### INSTRUCTIONS TO FOLLOW:
Every line from the one bearing "[point] green foliage" through the last line of the entries should be printed exactly, with no other output.

Segment Start: DATA FOR REVIEW

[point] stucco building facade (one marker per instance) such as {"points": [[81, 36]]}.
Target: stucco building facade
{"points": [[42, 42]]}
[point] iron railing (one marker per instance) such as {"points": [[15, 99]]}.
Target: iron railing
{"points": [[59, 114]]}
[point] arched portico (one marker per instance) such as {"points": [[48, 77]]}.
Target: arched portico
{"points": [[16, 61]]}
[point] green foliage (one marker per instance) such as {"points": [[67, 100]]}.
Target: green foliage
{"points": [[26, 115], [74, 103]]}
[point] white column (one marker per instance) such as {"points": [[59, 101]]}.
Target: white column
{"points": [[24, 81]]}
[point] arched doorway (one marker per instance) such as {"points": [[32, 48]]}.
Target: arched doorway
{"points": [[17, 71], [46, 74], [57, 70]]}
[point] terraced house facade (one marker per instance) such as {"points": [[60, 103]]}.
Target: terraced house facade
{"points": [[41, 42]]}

Segment End: DATA FOR REVIEW

### OUTPUT BELOW:
[point] green foliage (one marker per instance) such as {"points": [[67, 100]]}.
Target: green foliage
{"points": [[26, 115], [74, 103]]}
[point] white column (one marker per instance) such as {"points": [[59, 101]]}.
Target: white column
{"points": [[24, 81]]}
[point] arched doorway (one marker per instance) such as {"points": [[32, 48]]}.
Target: arched doorway
{"points": [[17, 71], [46, 74], [57, 70]]}
[point] terraced house facade (one marker per instance) such as {"points": [[60, 103]]}.
Target: terraced house facade
{"points": [[41, 42]]}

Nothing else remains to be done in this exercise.